Material for this task –
━━━━
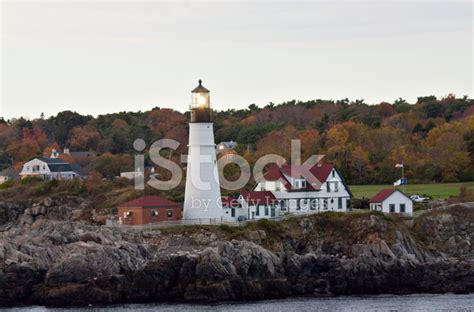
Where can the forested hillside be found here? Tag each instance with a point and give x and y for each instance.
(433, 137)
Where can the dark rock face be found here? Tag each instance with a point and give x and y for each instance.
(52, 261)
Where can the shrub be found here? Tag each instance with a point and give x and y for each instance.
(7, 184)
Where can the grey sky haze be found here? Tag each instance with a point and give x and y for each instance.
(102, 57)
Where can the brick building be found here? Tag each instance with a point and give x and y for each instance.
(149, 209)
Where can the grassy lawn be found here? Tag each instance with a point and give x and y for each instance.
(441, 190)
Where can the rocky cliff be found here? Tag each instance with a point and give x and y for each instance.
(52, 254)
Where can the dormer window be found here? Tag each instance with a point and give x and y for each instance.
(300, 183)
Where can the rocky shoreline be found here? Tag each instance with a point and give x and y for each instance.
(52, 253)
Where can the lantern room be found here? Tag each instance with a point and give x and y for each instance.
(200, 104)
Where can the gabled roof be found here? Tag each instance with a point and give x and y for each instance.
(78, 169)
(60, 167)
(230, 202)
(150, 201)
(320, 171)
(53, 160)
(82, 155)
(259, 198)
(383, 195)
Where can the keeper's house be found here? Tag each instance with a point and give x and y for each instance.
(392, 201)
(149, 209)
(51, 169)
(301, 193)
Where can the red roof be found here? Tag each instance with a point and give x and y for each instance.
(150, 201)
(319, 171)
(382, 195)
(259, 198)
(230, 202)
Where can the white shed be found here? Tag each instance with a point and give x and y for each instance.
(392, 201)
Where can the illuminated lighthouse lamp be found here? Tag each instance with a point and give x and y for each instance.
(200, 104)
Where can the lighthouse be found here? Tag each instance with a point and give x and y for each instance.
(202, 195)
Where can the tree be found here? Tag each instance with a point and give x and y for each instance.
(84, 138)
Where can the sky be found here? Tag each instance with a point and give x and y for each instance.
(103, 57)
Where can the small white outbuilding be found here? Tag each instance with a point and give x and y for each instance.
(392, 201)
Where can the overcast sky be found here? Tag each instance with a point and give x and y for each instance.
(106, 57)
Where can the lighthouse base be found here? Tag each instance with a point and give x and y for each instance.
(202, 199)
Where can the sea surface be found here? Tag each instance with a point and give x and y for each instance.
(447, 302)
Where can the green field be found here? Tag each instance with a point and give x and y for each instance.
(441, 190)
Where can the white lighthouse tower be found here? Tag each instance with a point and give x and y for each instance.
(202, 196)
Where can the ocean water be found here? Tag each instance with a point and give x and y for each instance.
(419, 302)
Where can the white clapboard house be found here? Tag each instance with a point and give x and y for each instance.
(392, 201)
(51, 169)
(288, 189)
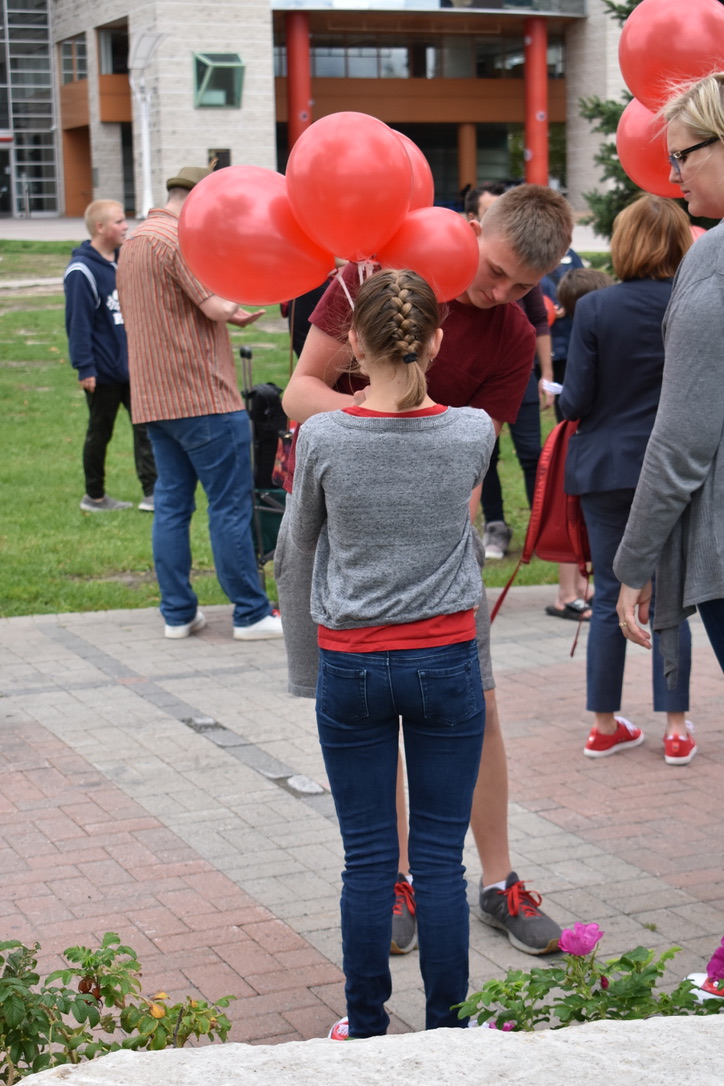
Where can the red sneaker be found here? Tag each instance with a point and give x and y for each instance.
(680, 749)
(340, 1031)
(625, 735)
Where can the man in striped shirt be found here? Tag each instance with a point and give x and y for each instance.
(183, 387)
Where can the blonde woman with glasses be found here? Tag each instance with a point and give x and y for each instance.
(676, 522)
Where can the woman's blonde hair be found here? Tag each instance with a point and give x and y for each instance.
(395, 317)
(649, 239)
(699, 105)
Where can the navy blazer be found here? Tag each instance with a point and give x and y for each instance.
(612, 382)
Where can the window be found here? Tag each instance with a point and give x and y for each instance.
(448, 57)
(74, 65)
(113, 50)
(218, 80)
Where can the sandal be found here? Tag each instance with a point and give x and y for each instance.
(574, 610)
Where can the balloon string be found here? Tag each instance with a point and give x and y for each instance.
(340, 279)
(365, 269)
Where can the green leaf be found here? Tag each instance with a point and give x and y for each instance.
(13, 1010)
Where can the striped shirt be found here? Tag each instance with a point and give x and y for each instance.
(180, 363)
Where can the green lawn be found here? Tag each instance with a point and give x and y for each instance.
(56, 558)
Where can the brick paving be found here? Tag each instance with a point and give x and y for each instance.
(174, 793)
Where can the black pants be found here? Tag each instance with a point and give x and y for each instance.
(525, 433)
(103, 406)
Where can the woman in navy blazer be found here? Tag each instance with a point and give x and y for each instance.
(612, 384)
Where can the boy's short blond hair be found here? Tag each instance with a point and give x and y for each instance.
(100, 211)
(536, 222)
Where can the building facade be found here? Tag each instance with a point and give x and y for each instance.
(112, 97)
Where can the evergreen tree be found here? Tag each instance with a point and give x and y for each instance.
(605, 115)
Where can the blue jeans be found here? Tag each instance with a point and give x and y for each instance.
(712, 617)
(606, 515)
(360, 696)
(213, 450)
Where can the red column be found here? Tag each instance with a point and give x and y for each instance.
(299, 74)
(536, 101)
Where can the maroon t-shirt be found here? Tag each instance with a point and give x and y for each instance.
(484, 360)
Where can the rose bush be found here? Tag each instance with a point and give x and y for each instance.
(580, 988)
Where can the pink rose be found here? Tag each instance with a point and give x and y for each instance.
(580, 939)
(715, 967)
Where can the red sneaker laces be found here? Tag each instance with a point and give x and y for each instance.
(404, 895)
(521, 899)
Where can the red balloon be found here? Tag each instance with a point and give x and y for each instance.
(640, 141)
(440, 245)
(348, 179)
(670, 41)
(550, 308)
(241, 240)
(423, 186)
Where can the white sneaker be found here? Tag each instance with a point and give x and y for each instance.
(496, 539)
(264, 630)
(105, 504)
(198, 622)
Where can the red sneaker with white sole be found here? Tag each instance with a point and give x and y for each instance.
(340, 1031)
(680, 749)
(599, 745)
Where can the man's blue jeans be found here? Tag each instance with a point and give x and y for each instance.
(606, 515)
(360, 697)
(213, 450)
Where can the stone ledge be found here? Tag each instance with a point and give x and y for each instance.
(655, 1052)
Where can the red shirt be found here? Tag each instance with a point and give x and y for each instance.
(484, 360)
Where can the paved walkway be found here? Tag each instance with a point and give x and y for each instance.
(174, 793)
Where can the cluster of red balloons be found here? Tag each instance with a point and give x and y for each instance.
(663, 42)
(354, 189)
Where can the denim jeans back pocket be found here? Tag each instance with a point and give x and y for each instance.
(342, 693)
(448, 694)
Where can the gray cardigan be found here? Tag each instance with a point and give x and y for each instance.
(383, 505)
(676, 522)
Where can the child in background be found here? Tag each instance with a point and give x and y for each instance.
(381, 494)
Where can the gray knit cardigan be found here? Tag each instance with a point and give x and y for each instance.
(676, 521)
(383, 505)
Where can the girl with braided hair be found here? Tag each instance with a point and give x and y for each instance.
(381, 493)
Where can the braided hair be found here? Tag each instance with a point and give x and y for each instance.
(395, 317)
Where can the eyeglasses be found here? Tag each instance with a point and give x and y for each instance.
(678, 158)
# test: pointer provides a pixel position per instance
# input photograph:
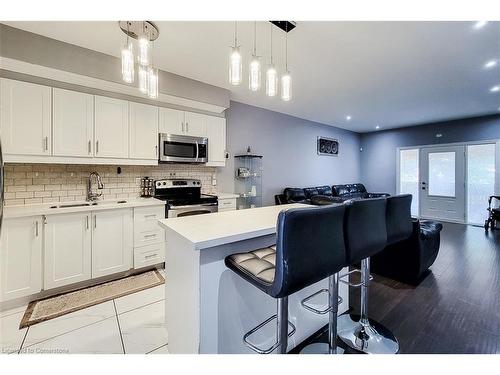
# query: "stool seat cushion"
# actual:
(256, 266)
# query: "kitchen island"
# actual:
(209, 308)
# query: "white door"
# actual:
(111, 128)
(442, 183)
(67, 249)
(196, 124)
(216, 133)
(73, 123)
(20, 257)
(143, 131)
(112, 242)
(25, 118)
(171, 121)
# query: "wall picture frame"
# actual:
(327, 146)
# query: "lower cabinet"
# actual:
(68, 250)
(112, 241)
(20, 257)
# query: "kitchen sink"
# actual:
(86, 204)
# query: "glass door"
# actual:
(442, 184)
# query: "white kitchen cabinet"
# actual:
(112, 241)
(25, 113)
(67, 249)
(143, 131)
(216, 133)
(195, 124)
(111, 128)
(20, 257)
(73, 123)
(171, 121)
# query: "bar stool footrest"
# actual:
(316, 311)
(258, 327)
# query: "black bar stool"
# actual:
━━━━
Task details –
Report all lines above with "cabinet".

Completed task –
# query: "lower cabinet"
# query: "white kitchen cabinet"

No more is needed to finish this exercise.